Source data section start

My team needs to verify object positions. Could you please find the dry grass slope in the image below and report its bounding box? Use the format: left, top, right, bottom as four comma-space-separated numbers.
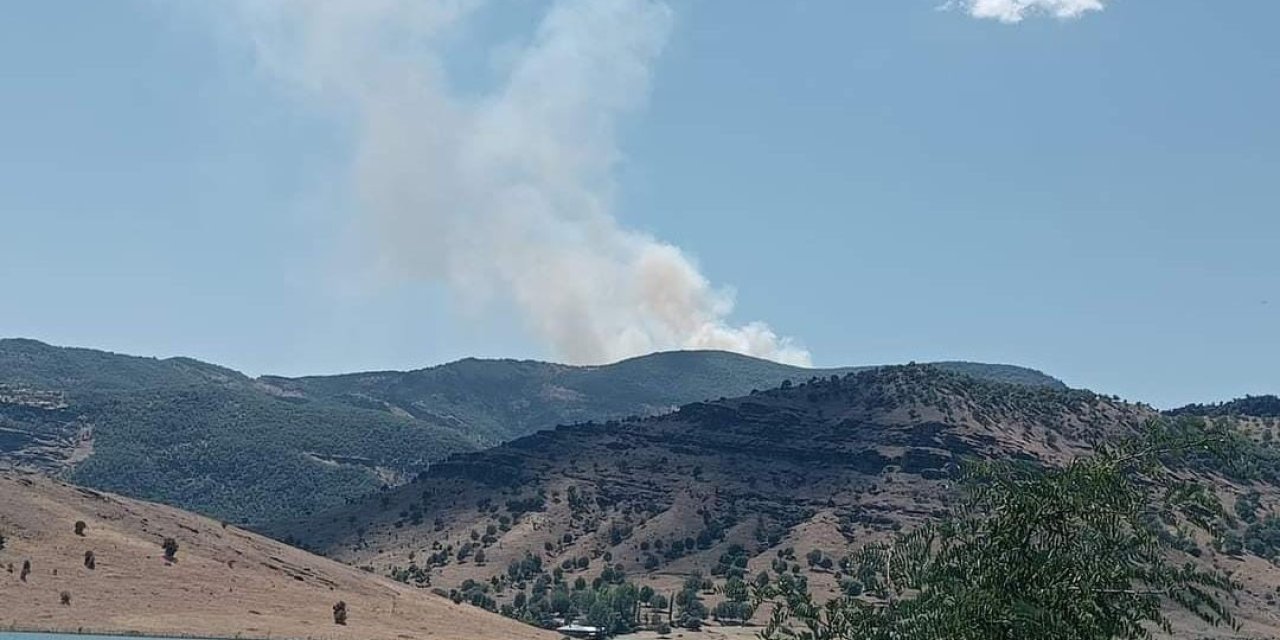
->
0, 470, 555, 640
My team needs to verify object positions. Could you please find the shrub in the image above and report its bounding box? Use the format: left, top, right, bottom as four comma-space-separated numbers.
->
650, 593, 669, 611
838, 577, 862, 596
162, 537, 179, 561
805, 549, 824, 567
84, 550, 96, 570
60, 591, 72, 606
713, 600, 754, 625
333, 600, 348, 625
20, 559, 30, 582
74, 521, 87, 537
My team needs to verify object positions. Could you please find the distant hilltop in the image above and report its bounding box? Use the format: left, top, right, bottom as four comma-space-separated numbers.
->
0, 337, 1063, 527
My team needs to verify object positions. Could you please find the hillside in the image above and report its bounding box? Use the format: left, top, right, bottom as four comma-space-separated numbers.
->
259, 350, 1065, 445
1170, 394, 1280, 418
278, 365, 1139, 571
277, 367, 1280, 638
0, 339, 477, 527
0, 469, 554, 640
0, 338, 1061, 527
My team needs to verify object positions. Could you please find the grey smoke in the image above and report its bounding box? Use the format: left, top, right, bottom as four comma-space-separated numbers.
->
227, 0, 810, 366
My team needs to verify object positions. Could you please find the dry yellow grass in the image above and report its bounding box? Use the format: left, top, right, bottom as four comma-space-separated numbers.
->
0, 470, 557, 640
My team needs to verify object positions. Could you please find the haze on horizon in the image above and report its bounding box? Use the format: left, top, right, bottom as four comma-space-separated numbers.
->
0, 0, 1276, 407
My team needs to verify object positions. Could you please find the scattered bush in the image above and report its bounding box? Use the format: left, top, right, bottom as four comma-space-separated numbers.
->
1244, 515, 1280, 561
713, 600, 754, 625
805, 548, 825, 567
650, 593, 669, 611
162, 537, 179, 562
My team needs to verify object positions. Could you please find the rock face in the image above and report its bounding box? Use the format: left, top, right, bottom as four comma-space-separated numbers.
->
0, 469, 556, 640
0, 384, 86, 472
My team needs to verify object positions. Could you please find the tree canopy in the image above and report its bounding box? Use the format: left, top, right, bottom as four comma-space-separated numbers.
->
756, 419, 1240, 640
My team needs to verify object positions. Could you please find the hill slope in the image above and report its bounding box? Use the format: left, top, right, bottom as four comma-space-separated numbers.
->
0, 338, 1062, 527
279, 367, 1280, 638
280, 365, 1134, 572
0, 469, 554, 640
0, 339, 477, 527
1170, 394, 1280, 418
259, 349, 1066, 444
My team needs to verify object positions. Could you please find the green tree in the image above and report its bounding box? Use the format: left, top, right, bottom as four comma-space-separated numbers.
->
650, 593, 669, 611
756, 421, 1238, 640
714, 600, 755, 625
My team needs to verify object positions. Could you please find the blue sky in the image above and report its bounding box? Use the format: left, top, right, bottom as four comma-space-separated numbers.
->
1, 1, 1276, 407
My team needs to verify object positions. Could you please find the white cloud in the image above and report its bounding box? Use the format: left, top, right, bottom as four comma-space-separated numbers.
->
950, 0, 1107, 23
221, 0, 811, 366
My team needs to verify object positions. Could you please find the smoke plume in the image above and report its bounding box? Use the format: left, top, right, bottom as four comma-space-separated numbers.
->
228, 0, 810, 366
949, 0, 1108, 23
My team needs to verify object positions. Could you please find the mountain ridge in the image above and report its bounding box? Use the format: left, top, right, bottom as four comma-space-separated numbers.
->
1, 337, 1069, 528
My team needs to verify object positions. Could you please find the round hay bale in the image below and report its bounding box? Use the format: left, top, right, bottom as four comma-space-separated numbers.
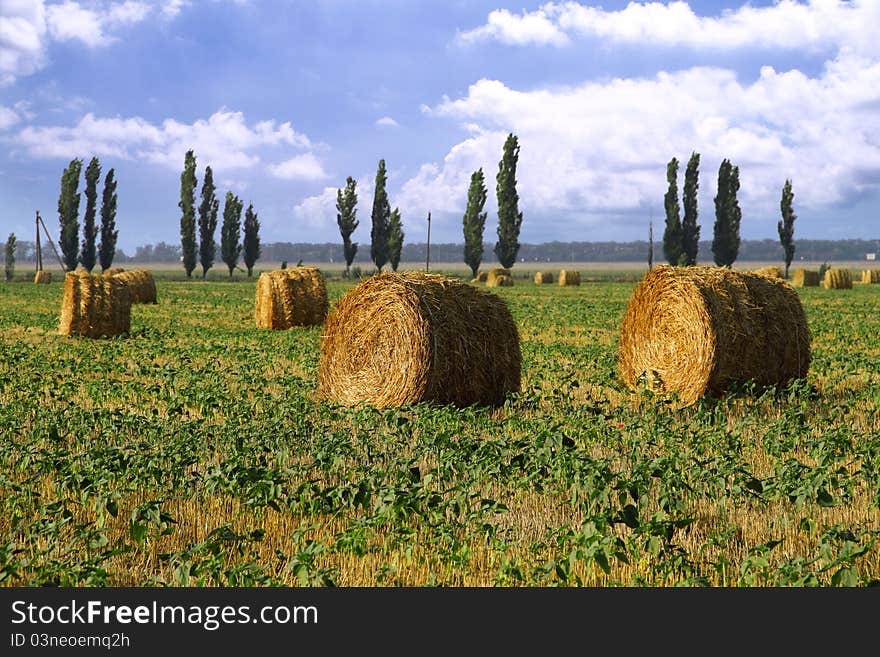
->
474, 271, 488, 283
823, 268, 852, 289
317, 271, 521, 408
34, 271, 52, 284
558, 270, 581, 286
791, 268, 819, 287
486, 273, 513, 287
255, 267, 328, 329
103, 267, 125, 276
534, 271, 554, 284
58, 270, 131, 338
751, 266, 784, 279
485, 267, 511, 286
617, 265, 810, 406
112, 269, 157, 304
861, 269, 879, 284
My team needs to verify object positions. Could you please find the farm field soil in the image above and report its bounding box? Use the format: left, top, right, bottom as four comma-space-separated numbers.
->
1, 274, 879, 586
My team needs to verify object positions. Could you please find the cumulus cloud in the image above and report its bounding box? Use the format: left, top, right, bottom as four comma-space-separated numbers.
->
458, 1, 880, 56
12, 108, 319, 172
0, 104, 21, 130
0, 0, 48, 86
267, 152, 328, 181
46, 1, 151, 48
404, 50, 880, 240
375, 116, 399, 127
291, 176, 373, 241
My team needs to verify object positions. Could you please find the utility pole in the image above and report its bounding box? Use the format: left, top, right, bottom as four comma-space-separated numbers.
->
37, 211, 66, 271
648, 209, 654, 272
35, 210, 43, 272
425, 211, 431, 272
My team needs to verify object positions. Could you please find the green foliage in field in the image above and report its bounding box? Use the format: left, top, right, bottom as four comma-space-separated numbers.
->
0, 276, 878, 586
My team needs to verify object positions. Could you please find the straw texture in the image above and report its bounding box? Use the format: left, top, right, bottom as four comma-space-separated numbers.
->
254, 267, 328, 329
861, 269, 879, 284
752, 266, 784, 279
58, 270, 131, 338
111, 269, 157, 304
558, 270, 581, 286
485, 267, 511, 286
534, 271, 554, 284
34, 271, 52, 284
318, 271, 521, 408
486, 273, 513, 287
791, 269, 820, 287
823, 268, 852, 289
618, 265, 810, 406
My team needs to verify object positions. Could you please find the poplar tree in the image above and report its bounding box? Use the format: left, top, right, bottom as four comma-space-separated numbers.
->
242, 202, 261, 277
778, 179, 797, 279
388, 207, 404, 272
58, 158, 83, 271
221, 191, 243, 277
370, 159, 391, 271
198, 165, 219, 278
79, 156, 101, 272
336, 176, 359, 278
462, 168, 488, 278
4, 233, 16, 282
494, 133, 523, 269
662, 156, 683, 266
179, 150, 198, 278
98, 168, 118, 272
712, 159, 742, 267
681, 151, 701, 266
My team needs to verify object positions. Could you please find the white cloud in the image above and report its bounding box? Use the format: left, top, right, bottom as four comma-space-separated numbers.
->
457, 7, 569, 47
12, 108, 319, 173
46, 1, 150, 48
161, 0, 189, 19
267, 152, 328, 181
291, 176, 373, 240
0, 104, 21, 130
406, 51, 880, 241
375, 116, 399, 127
459, 1, 880, 56
0, 0, 48, 86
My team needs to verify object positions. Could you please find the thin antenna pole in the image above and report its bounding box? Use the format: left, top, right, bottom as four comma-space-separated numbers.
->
37, 211, 66, 271
425, 211, 431, 272
648, 209, 654, 272
35, 210, 43, 272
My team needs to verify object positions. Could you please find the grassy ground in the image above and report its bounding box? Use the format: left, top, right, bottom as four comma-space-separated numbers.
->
1, 271, 878, 586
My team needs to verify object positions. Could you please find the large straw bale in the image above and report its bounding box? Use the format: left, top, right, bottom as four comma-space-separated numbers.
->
103, 267, 125, 276
618, 265, 810, 406
111, 269, 157, 304
861, 269, 880, 284
791, 269, 820, 287
255, 267, 328, 329
318, 271, 521, 408
34, 271, 52, 284
485, 267, 511, 286
534, 271, 554, 284
486, 273, 513, 287
823, 268, 852, 289
752, 266, 784, 279
58, 270, 131, 338
558, 270, 581, 286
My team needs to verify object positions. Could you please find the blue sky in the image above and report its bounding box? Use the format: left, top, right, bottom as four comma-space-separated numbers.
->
1, 0, 878, 253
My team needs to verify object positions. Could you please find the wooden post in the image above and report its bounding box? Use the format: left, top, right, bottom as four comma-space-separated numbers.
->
425, 211, 431, 272
37, 211, 66, 272
35, 210, 43, 272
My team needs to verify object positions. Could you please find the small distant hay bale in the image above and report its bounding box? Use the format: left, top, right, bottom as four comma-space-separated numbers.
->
862, 269, 880, 284
255, 267, 328, 329
617, 265, 810, 406
558, 270, 581, 286
534, 271, 554, 284
112, 269, 157, 304
485, 267, 511, 286
487, 273, 513, 287
474, 271, 488, 283
752, 266, 784, 279
318, 271, 521, 408
823, 268, 852, 289
58, 270, 131, 338
791, 269, 820, 287
34, 271, 52, 284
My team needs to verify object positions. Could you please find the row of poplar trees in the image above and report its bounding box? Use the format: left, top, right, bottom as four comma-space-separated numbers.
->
178, 149, 262, 278
334, 132, 523, 278
661, 153, 798, 277
57, 157, 119, 272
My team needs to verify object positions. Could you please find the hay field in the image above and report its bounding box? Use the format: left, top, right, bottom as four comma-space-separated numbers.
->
1, 271, 879, 586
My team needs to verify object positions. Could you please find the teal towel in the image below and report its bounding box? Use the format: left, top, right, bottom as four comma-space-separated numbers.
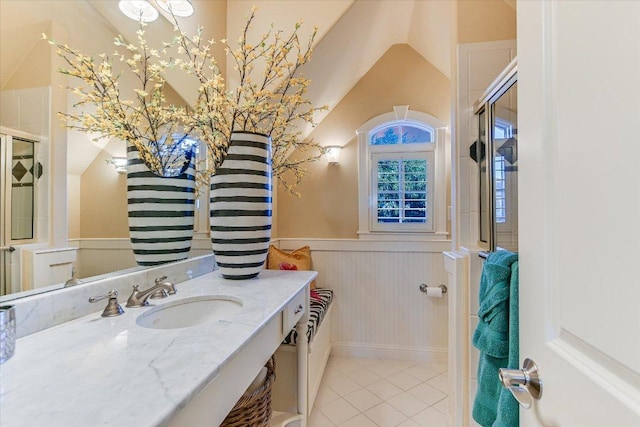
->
472, 250, 519, 427
493, 260, 519, 427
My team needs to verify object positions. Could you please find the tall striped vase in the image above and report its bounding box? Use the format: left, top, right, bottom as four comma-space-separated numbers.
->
127, 143, 196, 266
210, 131, 272, 279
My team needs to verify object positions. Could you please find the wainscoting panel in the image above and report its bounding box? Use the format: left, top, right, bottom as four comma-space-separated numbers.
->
70, 234, 213, 280
279, 239, 449, 362
21, 246, 77, 290
73, 239, 136, 280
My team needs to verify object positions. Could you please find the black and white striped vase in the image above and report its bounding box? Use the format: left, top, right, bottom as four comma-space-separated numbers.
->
210, 131, 272, 279
127, 143, 196, 266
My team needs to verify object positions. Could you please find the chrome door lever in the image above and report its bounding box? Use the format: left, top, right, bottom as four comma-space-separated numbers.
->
498, 358, 543, 409
0, 246, 15, 252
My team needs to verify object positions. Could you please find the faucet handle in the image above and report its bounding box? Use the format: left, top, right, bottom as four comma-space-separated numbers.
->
155, 276, 177, 295
89, 290, 124, 317
149, 289, 169, 300
150, 276, 172, 299
89, 289, 117, 303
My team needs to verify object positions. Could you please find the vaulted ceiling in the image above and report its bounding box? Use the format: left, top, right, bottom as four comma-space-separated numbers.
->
0, 0, 456, 175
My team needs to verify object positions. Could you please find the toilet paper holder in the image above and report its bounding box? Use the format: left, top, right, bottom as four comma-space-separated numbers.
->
419, 284, 447, 294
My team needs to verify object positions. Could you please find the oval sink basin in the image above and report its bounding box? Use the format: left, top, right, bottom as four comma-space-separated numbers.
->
136, 295, 243, 329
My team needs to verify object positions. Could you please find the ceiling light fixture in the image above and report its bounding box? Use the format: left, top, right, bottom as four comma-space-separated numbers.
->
155, 0, 194, 17
119, 0, 159, 23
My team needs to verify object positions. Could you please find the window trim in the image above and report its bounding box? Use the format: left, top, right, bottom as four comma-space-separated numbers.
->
356, 109, 448, 240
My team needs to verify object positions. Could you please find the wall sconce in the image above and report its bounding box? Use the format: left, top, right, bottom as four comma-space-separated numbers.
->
119, 0, 159, 22
155, 0, 194, 17
111, 157, 128, 174
325, 146, 343, 165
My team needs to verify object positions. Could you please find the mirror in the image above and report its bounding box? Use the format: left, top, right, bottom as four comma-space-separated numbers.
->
0, 1, 212, 300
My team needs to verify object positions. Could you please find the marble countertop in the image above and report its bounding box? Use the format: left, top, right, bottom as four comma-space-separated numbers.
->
0, 269, 315, 427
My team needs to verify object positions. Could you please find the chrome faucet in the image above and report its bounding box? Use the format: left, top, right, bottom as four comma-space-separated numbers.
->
64, 265, 82, 288
89, 290, 124, 317
126, 276, 177, 307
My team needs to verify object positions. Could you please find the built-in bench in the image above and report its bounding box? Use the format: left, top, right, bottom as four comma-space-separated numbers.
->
272, 288, 334, 418
282, 288, 333, 345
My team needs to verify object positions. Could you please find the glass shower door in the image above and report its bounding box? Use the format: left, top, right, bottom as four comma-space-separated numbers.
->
491, 81, 518, 251
1, 134, 12, 295
1, 133, 38, 295
474, 60, 518, 252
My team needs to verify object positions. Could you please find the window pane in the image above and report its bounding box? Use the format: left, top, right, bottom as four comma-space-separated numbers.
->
404, 192, 426, 200
400, 125, 433, 143
378, 200, 400, 209
378, 171, 398, 182
378, 192, 399, 201
378, 194, 400, 222
371, 127, 400, 145
376, 157, 428, 224
405, 176, 425, 185
378, 182, 399, 192
378, 160, 399, 173
370, 123, 434, 145
402, 159, 427, 223
494, 156, 507, 224
405, 182, 426, 192
378, 159, 399, 193
404, 159, 426, 172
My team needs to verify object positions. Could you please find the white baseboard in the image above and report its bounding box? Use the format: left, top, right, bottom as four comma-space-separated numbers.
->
331, 342, 447, 363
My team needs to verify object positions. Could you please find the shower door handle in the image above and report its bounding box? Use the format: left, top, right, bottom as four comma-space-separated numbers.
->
0, 246, 15, 252
498, 358, 543, 409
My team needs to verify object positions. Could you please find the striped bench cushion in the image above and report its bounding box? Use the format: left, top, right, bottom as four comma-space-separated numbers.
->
283, 288, 334, 345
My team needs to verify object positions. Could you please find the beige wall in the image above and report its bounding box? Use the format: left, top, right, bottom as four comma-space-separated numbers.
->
2, 24, 52, 90
80, 149, 129, 237
67, 175, 81, 239
276, 43, 450, 238
457, 0, 517, 44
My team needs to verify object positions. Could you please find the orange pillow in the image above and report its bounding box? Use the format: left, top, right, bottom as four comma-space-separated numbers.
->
267, 245, 316, 289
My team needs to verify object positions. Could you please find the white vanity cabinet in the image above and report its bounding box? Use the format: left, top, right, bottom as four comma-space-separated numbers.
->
168, 285, 310, 427
282, 288, 306, 335
0, 269, 315, 427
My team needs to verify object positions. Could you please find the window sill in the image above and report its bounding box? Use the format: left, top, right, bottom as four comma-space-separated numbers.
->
357, 230, 449, 242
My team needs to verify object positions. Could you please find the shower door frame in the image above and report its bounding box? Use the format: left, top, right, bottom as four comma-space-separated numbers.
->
473, 59, 518, 252
1, 133, 12, 294
1, 130, 40, 295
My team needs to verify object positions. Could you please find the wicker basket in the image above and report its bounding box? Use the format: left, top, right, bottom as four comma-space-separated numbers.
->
220, 356, 276, 427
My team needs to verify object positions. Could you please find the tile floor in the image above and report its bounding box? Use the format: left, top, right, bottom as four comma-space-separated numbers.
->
308, 356, 450, 427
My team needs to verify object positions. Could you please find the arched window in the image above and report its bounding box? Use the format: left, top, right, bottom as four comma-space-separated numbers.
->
357, 109, 447, 239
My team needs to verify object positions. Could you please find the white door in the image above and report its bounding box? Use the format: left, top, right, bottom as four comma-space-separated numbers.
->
517, 1, 640, 425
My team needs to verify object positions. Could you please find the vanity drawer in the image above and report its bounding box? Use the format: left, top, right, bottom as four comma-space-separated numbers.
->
282, 289, 306, 335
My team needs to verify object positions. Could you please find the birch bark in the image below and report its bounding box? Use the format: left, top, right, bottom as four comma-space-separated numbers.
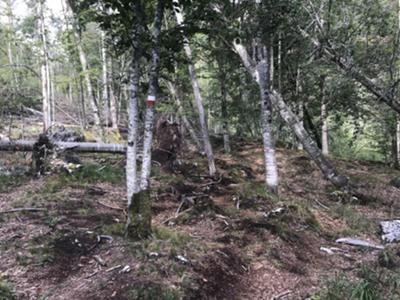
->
233, 41, 348, 189
140, 0, 165, 190
320, 76, 329, 156
38, 0, 52, 132
172, 0, 216, 176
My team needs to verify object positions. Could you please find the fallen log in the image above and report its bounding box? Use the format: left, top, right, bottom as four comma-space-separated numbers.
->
0, 140, 127, 154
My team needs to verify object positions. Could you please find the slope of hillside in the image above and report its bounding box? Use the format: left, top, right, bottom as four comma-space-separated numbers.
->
0, 142, 399, 299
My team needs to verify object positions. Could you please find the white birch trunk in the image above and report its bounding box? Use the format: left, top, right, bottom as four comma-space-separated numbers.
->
233, 41, 348, 189
257, 46, 279, 192
172, 0, 216, 176
0, 140, 126, 153
140, 0, 165, 190
397, 118, 400, 165
101, 31, 110, 126
296, 69, 304, 150
126, 50, 141, 205
108, 56, 118, 129
38, 0, 51, 132
320, 76, 329, 156
271, 91, 348, 188
64, 0, 102, 130
321, 104, 329, 156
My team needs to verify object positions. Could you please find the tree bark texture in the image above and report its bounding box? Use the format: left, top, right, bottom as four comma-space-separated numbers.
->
0, 140, 126, 154
320, 76, 329, 156
233, 41, 348, 189
172, 0, 216, 176
38, 0, 52, 132
140, 0, 165, 191
234, 41, 279, 192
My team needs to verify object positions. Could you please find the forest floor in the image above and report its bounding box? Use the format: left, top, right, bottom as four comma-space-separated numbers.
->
1, 138, 400, 300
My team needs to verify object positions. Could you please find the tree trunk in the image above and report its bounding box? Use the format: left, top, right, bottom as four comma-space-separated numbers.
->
296, 68, 304, 150
101, 31, 110, 127
217, 56, 231, 153
65, 0, 102, 131
166, 80, 202, 152
172, 0, 216, 176
233, 41, 348, 190
78, 76, 87, 128
269, 36, 274, 89
320, 76, 329, 156
221, 81, 231, 154
126, 1, 148, 239
277, 32, 282, 92
397, 117, 400, 167
0, 140, 126, 153
257, 45, 279, 193
140, 0, 165, 190
271, 91, 348, 188
108, 56, 118, 129
38, 0, 52, 132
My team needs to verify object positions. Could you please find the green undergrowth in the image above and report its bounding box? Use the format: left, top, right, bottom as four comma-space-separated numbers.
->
238, 181, 277, 201
10, 163, 124, 208
124, 282, 181, 300
0, 174, 26, 193
0, 280, 15, 300
240, 201, 321, 243
332, 205, 377, 235
60, 163, 124, 185
314, 263, 400, 300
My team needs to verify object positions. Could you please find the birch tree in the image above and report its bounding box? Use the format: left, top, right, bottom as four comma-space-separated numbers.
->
233, 40, 279, 192
233, 41, 349, 189
140, 0, 165, 191
38, 0, 52, 132
172, 0, 216, 176
66, 0, 101, 132
320, 76, 329, 156
125, 1, 144, 238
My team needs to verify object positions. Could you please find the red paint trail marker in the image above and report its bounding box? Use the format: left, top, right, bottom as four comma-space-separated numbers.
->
147, 95, 156, 108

Source data section end

### What to do
Lines containing the string "floor" above: how many are there? Answer with the number only.

### Written solution
2